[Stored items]
Segment Open

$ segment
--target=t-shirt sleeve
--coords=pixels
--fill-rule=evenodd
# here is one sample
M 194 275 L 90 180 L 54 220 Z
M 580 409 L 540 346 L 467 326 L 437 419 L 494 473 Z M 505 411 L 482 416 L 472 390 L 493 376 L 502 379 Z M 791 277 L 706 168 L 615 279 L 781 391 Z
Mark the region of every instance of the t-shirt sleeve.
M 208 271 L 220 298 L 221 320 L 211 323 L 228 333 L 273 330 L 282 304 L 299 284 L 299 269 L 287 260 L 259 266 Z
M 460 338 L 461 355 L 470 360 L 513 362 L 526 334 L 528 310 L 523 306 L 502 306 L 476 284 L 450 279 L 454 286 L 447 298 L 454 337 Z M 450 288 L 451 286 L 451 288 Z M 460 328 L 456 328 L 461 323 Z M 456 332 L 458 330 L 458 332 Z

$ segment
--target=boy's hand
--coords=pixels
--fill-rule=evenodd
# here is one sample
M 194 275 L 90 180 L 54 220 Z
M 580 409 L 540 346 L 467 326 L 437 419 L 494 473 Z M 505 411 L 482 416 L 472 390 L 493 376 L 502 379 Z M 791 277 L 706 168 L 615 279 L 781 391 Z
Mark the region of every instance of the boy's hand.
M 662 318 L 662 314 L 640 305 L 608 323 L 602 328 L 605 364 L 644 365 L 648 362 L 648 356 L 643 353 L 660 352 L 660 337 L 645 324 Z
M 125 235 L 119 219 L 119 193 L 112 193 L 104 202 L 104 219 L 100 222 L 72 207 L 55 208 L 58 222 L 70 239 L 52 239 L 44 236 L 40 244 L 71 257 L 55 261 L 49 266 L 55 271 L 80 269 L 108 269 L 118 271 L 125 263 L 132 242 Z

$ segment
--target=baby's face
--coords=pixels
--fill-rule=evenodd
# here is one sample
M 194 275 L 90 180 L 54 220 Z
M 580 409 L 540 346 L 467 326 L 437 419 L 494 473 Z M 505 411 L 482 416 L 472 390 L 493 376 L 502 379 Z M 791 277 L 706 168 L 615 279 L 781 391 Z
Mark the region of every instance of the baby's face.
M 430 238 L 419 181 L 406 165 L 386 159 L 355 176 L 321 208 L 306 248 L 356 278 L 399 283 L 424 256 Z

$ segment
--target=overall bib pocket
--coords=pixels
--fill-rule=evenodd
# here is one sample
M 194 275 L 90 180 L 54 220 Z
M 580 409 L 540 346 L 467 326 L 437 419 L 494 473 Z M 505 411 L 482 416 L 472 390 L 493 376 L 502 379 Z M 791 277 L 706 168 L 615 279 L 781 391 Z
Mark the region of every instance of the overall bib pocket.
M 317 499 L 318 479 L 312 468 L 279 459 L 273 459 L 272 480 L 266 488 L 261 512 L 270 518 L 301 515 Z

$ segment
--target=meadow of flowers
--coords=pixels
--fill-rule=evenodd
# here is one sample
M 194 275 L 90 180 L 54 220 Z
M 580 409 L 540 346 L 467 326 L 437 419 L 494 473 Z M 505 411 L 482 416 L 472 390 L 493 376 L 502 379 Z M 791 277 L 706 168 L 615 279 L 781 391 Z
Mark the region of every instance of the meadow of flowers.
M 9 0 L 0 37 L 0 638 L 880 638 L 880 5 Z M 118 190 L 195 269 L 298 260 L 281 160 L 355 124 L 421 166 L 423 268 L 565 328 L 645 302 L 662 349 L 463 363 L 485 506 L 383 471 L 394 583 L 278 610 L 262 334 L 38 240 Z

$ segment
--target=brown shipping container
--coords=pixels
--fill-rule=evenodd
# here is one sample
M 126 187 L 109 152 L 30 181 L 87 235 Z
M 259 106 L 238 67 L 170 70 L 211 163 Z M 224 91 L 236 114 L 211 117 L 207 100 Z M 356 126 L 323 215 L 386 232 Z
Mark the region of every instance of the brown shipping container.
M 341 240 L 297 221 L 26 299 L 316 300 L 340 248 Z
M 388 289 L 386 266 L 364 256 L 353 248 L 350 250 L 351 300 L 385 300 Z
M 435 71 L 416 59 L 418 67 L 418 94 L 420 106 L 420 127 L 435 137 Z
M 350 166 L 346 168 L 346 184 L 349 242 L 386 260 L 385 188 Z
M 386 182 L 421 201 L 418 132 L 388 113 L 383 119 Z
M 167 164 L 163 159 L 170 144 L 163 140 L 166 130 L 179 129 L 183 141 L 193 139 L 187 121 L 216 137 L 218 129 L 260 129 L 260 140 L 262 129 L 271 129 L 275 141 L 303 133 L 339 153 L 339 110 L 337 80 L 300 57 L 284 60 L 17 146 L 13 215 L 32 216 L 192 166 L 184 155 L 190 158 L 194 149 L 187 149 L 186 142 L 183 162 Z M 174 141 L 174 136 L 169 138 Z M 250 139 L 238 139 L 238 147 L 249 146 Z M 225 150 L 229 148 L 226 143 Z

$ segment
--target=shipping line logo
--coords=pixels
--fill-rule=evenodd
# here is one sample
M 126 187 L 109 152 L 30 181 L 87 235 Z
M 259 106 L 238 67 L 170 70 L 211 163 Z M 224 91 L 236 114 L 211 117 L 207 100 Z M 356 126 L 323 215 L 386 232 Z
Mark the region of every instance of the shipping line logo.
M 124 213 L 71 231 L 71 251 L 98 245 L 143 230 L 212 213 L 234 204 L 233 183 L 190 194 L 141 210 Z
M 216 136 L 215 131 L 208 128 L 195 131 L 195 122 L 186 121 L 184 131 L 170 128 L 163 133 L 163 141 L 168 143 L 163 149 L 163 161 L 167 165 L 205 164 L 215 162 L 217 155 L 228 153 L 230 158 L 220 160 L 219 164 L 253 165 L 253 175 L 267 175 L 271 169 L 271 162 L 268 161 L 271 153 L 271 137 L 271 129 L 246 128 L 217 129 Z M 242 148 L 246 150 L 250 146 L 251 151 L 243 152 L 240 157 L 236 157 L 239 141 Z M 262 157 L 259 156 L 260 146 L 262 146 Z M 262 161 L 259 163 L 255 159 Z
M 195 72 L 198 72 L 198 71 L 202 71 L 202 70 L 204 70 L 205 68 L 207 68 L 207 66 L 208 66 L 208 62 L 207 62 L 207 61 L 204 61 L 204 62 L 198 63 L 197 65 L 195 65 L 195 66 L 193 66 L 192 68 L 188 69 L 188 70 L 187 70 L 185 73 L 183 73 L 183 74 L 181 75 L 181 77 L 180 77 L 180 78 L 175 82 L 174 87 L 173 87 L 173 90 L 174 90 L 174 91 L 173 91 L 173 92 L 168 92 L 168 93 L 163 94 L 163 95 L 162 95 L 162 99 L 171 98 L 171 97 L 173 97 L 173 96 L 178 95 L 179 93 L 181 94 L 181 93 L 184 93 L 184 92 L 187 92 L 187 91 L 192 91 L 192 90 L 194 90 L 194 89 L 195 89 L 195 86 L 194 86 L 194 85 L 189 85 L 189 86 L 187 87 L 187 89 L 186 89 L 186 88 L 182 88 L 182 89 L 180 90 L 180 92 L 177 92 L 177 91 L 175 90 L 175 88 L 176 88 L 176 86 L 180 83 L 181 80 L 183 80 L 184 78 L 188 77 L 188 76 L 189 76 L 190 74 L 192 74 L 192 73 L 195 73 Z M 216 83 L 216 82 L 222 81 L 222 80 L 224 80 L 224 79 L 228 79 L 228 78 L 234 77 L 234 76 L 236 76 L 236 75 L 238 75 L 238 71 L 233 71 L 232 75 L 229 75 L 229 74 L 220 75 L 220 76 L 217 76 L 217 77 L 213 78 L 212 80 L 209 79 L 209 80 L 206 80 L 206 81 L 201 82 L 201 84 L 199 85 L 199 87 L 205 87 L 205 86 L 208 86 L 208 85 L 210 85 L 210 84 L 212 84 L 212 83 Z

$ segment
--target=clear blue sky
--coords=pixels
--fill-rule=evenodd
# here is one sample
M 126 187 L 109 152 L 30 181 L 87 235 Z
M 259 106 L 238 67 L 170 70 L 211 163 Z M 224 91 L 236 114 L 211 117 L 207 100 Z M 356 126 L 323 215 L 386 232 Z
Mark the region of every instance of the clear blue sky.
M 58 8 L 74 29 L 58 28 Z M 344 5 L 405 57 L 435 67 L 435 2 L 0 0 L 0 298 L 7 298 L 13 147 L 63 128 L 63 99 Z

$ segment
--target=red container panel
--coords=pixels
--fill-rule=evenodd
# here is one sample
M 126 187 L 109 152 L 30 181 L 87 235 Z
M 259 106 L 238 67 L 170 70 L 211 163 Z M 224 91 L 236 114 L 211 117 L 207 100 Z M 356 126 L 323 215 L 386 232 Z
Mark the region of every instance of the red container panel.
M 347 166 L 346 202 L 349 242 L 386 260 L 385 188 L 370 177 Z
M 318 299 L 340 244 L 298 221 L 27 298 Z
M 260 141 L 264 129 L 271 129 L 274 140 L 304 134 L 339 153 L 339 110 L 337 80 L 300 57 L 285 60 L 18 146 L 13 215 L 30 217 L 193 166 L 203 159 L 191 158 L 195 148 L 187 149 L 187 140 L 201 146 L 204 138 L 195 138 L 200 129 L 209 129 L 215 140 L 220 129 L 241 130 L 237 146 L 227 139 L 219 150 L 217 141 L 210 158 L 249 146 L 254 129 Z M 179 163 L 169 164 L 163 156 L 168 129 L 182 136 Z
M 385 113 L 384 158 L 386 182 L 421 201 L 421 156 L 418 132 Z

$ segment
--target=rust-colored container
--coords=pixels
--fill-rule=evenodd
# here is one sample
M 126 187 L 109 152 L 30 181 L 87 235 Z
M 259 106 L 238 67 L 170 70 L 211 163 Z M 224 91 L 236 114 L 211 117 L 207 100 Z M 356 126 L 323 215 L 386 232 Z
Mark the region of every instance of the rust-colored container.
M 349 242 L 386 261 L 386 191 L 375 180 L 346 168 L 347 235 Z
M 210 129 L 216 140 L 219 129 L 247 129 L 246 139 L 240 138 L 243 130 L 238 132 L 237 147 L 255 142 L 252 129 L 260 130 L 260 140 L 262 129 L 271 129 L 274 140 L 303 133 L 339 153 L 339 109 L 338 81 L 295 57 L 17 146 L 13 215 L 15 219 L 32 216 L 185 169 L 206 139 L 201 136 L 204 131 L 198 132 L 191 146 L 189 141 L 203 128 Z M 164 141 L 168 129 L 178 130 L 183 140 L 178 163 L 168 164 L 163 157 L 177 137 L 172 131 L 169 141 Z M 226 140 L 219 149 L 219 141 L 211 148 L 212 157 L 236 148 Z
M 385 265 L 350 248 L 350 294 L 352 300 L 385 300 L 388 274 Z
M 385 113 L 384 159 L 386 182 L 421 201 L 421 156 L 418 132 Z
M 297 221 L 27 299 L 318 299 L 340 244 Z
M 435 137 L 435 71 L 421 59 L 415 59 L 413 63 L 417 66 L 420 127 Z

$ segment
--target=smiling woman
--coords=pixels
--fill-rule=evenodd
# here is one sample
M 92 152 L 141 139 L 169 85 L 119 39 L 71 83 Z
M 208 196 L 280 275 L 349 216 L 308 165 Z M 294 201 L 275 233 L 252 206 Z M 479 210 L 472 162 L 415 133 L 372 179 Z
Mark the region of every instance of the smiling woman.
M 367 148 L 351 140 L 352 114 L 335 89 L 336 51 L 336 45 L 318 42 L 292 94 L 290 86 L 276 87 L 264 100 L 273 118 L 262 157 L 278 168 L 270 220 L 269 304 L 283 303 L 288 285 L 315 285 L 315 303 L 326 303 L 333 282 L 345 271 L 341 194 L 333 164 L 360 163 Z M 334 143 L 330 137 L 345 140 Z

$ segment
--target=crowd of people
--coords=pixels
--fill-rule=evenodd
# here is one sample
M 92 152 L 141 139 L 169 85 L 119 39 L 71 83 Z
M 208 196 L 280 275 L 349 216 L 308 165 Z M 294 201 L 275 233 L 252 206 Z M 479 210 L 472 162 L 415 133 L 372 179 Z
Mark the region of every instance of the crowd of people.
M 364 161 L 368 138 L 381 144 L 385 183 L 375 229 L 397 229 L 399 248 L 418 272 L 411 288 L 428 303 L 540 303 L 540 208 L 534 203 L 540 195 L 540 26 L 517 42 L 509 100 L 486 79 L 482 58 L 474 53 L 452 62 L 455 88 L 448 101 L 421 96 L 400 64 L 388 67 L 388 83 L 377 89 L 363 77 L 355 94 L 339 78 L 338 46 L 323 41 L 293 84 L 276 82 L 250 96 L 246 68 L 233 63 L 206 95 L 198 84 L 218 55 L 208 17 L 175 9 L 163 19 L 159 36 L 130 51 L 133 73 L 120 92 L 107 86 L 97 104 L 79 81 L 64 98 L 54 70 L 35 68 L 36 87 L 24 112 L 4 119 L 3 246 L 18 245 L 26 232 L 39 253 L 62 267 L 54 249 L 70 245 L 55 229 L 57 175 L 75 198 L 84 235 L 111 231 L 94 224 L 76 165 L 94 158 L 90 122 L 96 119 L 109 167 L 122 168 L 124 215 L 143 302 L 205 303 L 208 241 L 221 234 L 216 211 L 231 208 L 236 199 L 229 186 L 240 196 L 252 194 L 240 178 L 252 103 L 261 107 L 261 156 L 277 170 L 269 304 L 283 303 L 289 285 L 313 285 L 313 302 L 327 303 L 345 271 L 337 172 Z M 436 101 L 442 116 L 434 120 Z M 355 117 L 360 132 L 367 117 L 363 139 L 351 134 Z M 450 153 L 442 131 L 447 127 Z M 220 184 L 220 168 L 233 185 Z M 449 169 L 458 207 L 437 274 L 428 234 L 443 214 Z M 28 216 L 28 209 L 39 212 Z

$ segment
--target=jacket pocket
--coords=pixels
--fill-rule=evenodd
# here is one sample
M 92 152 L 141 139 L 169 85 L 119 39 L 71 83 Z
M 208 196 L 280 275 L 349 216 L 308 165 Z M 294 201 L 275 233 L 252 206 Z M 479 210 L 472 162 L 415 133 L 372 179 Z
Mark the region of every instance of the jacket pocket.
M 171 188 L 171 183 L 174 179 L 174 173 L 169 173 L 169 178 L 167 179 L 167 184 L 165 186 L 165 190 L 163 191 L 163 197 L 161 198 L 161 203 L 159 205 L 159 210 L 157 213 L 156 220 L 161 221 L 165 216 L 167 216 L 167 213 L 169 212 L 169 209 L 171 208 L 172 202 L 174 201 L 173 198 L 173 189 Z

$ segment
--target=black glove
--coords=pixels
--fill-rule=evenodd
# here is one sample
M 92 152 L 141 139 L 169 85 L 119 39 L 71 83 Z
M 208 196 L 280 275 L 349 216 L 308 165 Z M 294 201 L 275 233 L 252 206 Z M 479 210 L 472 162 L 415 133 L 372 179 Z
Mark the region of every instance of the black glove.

Segment Closed

Go through the data and copy every line that includes "glove".

--target=black glove
Mark the region of every instance of the black glove.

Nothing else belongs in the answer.